### EXERCISE DESCRIPTION
In this exercise, copy exactly the lines from the one that contains "Can you see the cupped" through the end of the entries below; pictures are not copied.

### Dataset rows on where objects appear
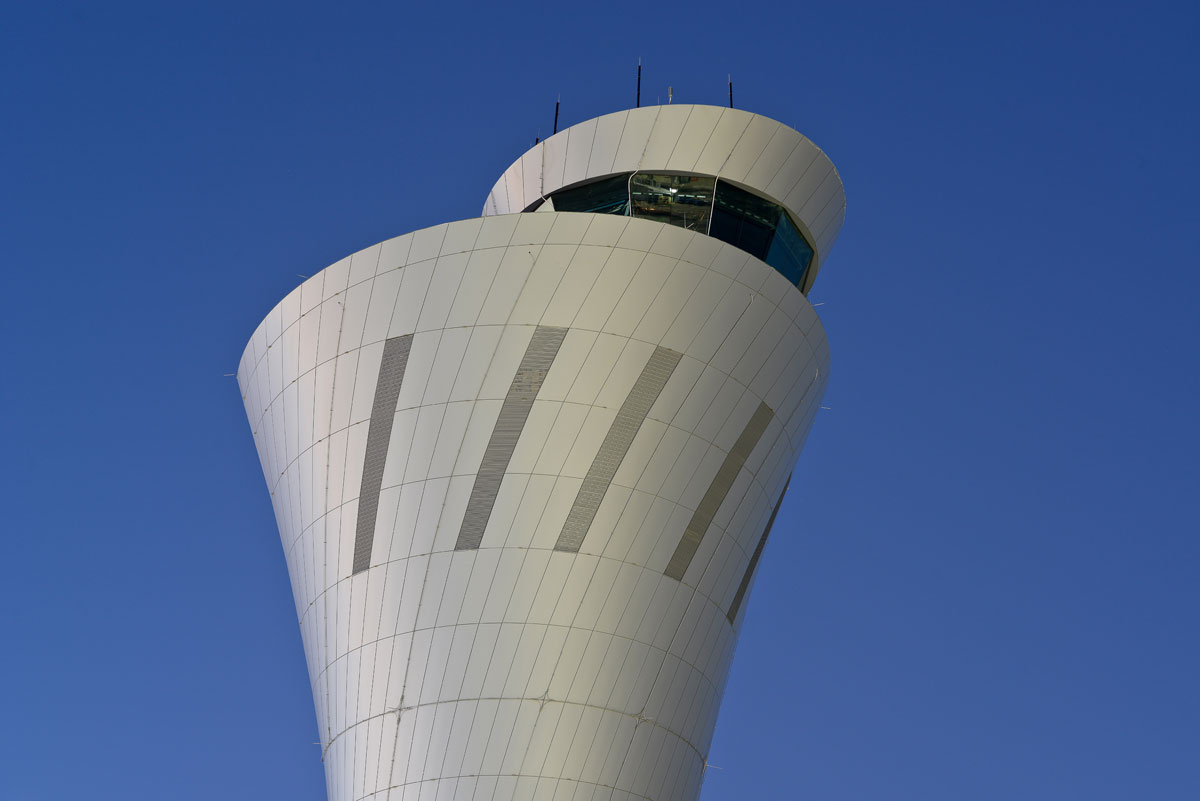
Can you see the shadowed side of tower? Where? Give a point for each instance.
(523, 465)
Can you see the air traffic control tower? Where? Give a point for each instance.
(525, 465)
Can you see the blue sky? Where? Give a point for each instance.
(983, 583)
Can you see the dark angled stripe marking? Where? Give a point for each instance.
(616, 444)
(383, 414)
(717, 492)
(534, 365)
(754, 559)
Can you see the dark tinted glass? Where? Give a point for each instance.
(762, 229)
(789, 252)
(682, 200)
(607, 196)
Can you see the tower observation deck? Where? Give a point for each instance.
(525, 465)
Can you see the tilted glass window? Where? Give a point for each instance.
(683, 200)
(609, 196)
(703, 204)
(762, 229)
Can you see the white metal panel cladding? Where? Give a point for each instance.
(511, 669)
(539, 356)
(383, 411)
(747, 149)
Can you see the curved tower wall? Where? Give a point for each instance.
(523, 467)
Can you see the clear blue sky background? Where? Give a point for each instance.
(983, 584)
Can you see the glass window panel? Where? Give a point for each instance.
(789, 252)
(607, 196)
(683, 200)
(762, 229)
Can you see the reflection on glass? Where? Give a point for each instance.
(702, 204)
(762, 229)
(607, 196)
(683, 200)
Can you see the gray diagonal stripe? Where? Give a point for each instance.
(534, 365)
(754, 559)
(383, 414)
(616, 444)
(717, 492)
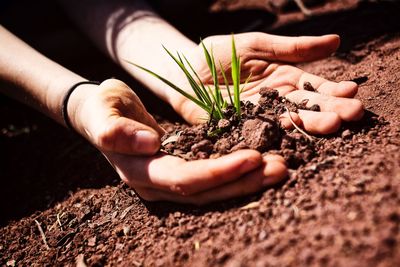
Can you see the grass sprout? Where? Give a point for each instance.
(207, 97)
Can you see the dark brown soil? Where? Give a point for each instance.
(341, 208)
(257, 128)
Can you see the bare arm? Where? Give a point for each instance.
(40, 82)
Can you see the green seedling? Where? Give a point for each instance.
(208, 98)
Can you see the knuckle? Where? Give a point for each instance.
(105, 138)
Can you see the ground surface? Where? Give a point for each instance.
(340, 209)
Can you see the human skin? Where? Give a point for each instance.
(112, 118)
(267, 57)
(132, 31)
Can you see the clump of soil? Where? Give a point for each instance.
(257, 128)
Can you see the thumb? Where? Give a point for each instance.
(298, 49)
(127, 136)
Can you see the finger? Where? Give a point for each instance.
(126, 136)
(297, 49)
(272, 170)
(342, 89)
(320, 122)
(169, 173)
(348, 109)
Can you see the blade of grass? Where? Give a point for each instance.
(217, 108)
(199, 81)
(245, 83)
(211, 65)
(226, 83)
(235, 66)
(173, 86)
(197, 90)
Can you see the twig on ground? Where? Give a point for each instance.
(297, 127)
(42, 234)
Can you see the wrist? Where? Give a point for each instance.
(74, 107)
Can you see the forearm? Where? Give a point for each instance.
(131, 30)
(40, 82)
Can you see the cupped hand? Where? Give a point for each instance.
(113, 119)
(267, 58)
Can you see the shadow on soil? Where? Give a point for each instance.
(43, 163)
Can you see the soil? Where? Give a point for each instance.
(256, 128)
(339, 208)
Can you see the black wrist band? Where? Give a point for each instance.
(64, 106)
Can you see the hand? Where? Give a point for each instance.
(264, 56)
(113, 119)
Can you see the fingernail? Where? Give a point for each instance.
(248, 165)
(145, 142)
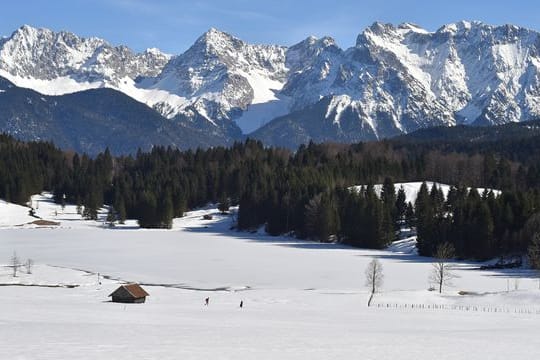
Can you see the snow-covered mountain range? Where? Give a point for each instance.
(395, 80)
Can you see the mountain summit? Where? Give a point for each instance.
(395, 80)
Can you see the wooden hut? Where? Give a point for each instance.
(131, 293)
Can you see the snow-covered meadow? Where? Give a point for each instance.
(301, 299)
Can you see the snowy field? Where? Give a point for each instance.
(302, 300)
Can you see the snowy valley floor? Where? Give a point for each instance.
(302, 300)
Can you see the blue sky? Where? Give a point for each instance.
(174, 25)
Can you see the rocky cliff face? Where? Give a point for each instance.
(396, 79)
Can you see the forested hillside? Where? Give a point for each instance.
(306, 192)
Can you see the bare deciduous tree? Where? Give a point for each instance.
(441, 274)
(374, 277)
(14, 263)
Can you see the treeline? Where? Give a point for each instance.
(479, 226)
(307, 193)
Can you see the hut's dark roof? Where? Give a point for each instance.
(135, 290)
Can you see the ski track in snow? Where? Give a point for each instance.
(303, 298)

### EXPECTED ANSWER
Can you see the cupped hand? Where? Give a point for each instance.
(113, 119)
(267, 58)
Can you see the shadow on soil? Where? Give a point for each instance.
(43, 163)
Can you see the soil? Where? Give a point for each instance.
(256, 128)
(339, 208)
Can you see the black wrist band? Where? Give a point for each instance.
(64, 106)
Can you see the hand? Where? Give a point for each instance.
(264, 56)
(113, 119)
Can you see the fingernail? Where? Give a point for each instance.
(248, 165)
(145, 142)
Can you see the snow-covered mountain range? Where? Give a point for each instance.
(395, 80)
Can you see the mountain summit? Where? Give a point for each instance.
(395, 80)
Can you see the wooden hut? Where? Give a point for each instance.
(131, 293)
Can you see the snow-covered meadow? Where? Give a point for each instance.
(301, 299)
Can you see the snowy field? Where? Give a point for each instance.
(302, 300)
Can you see the snowy valley floor? Where? Give a point for each instance.
(302, 300)
Can you see the blue sky? Where? Give a point for each instance.
(174, 25)
Can you see the rocky cliff face? Where? Give a point for each instance.
(396, 79)
Can you see the forested hillside? Where? Give a point for each instance.
(306, 192)
Can you see the bare deciduous tree? Where? Give a point for each instance.
(441, 274)
(374, 277)
(14, 263)
Can you see the treeline? Where? Give a point for each instance.
(479, 226)
(307, 193)
Can you see the hut's dark roof? Where? Give a point for each instance.
(135, 290)
Can you see the ski track in snow? Where? Give a point for each instance.
(303, 298)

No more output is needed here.